(Data items)
--------

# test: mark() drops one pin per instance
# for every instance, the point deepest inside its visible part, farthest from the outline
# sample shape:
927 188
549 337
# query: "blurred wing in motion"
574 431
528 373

--------

◆ WHAT TO DO
Could you return every line of the material above, unchanged and in the same order?

◆ THE ANSWER
# test: mark() drops one pin per instance
# for every instance, the point deepest inside its visible part, farthest from the outline
# sample shape:
927 188
549 337
# query: "blurred wing in motion"
574 431
528 373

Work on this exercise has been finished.